* [Problem requirements] Exactly repeat the line that contains "of the drainpipe", then every line after it up to and including the final line.

[Named-object pointing records]
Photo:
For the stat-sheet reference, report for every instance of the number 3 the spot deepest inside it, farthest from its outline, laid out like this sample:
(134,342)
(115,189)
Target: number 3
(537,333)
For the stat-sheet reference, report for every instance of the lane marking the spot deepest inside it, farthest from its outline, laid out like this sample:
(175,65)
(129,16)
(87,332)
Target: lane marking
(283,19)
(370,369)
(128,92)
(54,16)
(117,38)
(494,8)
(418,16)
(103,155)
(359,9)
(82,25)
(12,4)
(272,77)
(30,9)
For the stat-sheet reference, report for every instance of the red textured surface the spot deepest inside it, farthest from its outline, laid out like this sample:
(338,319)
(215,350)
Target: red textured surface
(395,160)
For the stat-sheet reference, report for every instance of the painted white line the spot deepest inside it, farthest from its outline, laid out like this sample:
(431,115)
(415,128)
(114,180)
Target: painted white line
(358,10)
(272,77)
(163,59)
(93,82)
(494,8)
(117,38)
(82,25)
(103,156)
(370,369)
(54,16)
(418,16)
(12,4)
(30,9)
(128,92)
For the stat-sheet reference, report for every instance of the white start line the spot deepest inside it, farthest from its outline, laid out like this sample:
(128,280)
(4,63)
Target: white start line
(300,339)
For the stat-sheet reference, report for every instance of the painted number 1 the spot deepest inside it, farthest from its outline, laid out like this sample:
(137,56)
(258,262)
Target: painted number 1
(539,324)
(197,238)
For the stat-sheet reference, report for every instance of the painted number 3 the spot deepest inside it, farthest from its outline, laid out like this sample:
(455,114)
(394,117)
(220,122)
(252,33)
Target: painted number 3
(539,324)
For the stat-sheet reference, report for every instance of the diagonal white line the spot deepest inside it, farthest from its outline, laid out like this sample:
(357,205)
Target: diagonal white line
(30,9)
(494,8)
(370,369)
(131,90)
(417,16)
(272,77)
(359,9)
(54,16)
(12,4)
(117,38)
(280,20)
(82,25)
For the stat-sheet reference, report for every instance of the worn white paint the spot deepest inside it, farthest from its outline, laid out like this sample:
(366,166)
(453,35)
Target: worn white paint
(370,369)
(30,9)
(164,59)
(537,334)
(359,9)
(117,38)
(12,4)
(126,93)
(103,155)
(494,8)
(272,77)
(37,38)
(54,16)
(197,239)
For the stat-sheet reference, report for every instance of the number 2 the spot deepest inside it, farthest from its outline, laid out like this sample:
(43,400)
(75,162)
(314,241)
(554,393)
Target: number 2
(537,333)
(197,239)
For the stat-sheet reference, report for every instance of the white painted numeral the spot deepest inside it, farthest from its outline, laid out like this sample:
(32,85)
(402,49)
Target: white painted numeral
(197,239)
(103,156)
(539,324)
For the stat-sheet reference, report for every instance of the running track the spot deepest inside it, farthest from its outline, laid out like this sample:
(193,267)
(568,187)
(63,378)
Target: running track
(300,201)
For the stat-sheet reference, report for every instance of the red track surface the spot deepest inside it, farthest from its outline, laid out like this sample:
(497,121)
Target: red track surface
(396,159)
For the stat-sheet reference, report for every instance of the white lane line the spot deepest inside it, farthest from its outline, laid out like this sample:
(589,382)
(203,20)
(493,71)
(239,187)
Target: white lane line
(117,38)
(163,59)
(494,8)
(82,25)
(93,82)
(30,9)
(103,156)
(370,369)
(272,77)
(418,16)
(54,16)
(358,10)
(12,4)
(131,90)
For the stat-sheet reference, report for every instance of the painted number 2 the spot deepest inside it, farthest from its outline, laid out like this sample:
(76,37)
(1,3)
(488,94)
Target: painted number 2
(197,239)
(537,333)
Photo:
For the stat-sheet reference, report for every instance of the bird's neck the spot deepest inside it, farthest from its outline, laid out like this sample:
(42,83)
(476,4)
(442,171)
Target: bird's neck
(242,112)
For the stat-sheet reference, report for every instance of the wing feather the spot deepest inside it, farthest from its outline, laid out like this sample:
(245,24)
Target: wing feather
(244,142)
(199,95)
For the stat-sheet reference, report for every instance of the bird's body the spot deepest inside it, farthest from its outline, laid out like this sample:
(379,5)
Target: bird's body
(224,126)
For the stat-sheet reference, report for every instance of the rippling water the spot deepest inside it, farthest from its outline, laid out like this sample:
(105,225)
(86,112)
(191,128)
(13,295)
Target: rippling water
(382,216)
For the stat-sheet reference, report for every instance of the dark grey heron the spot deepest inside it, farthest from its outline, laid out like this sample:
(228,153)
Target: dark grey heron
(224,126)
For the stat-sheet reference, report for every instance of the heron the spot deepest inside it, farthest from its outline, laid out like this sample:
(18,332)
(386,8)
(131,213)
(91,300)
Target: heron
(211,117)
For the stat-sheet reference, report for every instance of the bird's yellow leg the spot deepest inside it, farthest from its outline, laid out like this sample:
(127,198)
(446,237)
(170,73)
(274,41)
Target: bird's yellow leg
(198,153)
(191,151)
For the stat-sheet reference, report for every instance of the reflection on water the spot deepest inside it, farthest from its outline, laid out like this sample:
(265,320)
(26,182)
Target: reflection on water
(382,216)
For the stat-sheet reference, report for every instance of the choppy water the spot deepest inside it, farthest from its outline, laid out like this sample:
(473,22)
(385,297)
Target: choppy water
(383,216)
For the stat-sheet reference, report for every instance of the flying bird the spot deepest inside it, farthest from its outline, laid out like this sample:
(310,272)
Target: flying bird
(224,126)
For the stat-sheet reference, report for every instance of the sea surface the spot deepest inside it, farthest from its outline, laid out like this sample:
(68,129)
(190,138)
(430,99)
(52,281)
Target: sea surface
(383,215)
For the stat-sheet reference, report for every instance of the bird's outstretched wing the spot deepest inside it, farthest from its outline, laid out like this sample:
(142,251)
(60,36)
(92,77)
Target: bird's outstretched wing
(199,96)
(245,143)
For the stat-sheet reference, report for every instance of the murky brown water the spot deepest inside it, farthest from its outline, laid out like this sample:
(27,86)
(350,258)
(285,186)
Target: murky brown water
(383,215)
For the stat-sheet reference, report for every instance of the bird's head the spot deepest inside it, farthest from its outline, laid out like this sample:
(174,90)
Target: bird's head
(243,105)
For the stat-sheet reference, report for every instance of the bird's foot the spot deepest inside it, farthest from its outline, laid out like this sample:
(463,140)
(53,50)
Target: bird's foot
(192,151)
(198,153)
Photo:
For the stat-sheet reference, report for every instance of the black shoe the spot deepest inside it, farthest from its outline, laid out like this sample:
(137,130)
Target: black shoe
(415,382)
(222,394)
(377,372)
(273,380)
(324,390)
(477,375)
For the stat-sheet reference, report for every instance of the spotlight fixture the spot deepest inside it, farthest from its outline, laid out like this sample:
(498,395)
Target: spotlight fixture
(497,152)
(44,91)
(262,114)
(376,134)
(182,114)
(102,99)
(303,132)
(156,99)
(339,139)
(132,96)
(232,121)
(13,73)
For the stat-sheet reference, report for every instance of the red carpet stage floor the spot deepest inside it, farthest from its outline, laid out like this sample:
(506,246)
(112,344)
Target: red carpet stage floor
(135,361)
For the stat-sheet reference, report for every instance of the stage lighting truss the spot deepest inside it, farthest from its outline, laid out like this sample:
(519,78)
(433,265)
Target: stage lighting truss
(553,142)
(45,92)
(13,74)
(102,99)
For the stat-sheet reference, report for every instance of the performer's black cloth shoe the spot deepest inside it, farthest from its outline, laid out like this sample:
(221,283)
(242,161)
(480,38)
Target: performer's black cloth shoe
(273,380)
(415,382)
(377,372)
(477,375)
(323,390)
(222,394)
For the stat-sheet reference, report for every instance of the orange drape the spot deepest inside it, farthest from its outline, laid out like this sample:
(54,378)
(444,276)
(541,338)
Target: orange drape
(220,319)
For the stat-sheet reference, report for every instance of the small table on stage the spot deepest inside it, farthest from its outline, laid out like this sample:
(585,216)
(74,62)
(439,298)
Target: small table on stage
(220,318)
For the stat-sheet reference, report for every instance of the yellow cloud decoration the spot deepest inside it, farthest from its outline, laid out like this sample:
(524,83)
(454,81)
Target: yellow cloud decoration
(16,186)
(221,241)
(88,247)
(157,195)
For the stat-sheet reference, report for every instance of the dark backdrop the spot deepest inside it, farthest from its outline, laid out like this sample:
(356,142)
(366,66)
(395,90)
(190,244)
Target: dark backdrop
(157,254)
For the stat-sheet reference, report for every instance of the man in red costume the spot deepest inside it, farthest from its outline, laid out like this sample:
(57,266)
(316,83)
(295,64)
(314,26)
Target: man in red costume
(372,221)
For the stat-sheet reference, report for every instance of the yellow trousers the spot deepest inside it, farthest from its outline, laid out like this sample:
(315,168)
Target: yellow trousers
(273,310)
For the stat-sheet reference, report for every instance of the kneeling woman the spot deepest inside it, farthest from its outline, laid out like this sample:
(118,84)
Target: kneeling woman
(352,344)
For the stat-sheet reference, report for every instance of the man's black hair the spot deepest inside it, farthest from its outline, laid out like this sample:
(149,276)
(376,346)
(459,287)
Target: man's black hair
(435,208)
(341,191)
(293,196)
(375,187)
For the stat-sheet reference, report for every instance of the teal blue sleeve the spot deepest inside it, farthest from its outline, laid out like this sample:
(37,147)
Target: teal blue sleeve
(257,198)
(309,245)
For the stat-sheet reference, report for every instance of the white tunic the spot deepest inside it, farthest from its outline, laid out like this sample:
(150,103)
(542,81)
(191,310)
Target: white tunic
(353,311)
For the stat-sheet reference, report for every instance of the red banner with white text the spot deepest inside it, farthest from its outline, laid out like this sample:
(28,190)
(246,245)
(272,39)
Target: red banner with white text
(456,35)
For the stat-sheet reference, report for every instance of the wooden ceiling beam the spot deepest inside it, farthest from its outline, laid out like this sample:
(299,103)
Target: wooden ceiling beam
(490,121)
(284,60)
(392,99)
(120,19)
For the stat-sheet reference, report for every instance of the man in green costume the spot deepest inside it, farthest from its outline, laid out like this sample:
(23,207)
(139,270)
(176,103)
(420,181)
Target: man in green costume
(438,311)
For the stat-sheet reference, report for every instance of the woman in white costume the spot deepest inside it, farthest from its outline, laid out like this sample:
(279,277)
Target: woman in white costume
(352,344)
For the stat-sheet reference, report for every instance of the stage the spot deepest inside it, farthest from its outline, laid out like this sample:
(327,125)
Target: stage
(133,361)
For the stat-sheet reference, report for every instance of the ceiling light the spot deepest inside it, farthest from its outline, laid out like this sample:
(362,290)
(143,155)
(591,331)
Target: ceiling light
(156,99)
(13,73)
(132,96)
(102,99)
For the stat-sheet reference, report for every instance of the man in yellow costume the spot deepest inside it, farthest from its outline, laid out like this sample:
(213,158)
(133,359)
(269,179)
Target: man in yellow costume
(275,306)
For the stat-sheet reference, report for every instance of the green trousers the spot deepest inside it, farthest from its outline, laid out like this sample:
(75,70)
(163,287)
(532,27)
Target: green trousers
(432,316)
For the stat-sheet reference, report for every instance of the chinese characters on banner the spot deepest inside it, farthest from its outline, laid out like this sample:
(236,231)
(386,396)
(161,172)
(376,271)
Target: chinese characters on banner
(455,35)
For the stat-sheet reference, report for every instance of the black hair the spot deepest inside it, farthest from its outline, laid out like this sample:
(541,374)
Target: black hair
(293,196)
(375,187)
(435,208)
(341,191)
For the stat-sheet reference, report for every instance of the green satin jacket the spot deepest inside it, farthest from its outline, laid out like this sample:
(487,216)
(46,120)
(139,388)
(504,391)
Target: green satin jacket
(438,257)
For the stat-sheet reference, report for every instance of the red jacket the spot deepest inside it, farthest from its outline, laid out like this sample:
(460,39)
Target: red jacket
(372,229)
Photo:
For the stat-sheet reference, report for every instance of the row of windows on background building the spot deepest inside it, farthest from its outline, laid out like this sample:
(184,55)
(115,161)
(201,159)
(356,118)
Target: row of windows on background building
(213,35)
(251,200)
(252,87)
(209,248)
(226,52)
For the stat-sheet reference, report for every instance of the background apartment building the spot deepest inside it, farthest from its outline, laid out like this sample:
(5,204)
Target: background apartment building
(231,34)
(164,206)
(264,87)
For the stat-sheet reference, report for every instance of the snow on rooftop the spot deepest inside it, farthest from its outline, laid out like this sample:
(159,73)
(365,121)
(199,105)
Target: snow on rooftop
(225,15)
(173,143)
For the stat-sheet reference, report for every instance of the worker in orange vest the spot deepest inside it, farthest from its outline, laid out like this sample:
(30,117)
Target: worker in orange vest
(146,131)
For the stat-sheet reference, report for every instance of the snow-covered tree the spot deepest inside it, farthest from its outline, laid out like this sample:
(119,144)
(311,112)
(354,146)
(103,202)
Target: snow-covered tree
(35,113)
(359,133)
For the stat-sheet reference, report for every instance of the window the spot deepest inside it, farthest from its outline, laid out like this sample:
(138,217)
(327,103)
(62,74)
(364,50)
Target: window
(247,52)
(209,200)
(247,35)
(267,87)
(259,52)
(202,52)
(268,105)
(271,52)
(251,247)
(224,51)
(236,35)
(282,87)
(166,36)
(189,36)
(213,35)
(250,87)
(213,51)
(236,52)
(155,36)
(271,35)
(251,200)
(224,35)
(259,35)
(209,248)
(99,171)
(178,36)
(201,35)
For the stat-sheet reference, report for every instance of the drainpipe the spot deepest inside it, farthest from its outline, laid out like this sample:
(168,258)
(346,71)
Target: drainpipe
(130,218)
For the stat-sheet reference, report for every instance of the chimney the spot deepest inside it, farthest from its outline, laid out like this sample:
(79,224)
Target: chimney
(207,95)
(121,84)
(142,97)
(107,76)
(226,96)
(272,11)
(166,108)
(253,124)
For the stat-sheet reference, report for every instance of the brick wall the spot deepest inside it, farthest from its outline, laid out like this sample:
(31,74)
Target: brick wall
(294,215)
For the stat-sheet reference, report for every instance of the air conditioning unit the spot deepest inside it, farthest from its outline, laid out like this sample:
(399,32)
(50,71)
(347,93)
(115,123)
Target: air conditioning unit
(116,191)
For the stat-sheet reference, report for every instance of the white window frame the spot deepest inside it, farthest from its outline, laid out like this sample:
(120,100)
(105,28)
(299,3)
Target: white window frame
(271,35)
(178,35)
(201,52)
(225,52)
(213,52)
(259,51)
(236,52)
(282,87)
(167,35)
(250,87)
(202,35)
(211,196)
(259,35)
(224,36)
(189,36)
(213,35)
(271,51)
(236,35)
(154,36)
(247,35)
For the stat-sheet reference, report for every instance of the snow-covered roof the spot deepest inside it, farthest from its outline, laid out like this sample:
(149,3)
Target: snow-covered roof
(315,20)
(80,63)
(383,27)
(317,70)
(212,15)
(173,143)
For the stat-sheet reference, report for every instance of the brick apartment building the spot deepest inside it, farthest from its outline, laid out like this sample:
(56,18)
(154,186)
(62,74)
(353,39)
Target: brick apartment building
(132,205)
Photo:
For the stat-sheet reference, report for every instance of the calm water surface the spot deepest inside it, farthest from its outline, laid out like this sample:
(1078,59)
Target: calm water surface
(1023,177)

* [Task result]
For the stat-sheet reference, report for every instance of the drainpipe the spot deepest inside it, farthest from its outline, laid out like this sample:
(168,258)
(346,71)
Target: drainpipe
(130,218)
For the stat-sheet reference, report for every instance of the chimney the spot deepest inside it, farthest from its outline, laid out like this sample:
(79,224)
Target: chimney
(207,95)
(121,84)
(142,97)
(107,76)
(226,96)
(272,11)
(166,108)
(253,124)
For the stat-sheet reference, report for every instance of the brick wall the spot deepest inside it, farthest from its outline, laid out like this sample:
(31,74)
Target: brick wall
(294,215)
For the stat-sheet reference, report for every instance of the air conditioning unit the spot deepest inside it, farthest from its outline, laid out like this sample:
(399,32)
(50,71)
(347,93)
(115,123)
Target: air conditioning unit
(116,191)
For the stat-sheet reference, report for every instance of the white window frame the spot deepest inside it, farthest from its outline, laid out like this sample:
(120,100)
(105,28)
(299,3)
Target: white window frame
(271,35)
(178,35)
(201,52)
(225,52)
(213,52)
(259,51)
(236,52)
(282,87)
(167,35)
(250,87)
(202,35)
(211,196)
(259,35)
(224,36)
(189,36)
(213,35)
(271,51)
(236,35)
(154,36)
(247,35)
For the stat-sheet reference, report for every instance of the snow-covered roof the spot deepest inside it, farthest from its outline, laid out like this sample:
(149,3)
Target: snow-covered roof
(315,20)
(80,63)
(383,27)
(317,70)
(212,15)
(173,143)
For the stat-sheet reference, report for every instance of the brick apartment building the spot deepest inside it, farthest from its outline, laid out like this sample:
(56,18)
(154,186)
(62,74)
(353,39)
Target: brick apartment building
(132,205)
Photo:
For the stat-sheet reference, report for every instance of the calm water surface the spot deepest inside it, farthest from its outline, laid out like this sample:
(1078,59)
Target: calm water surface
(1023,177)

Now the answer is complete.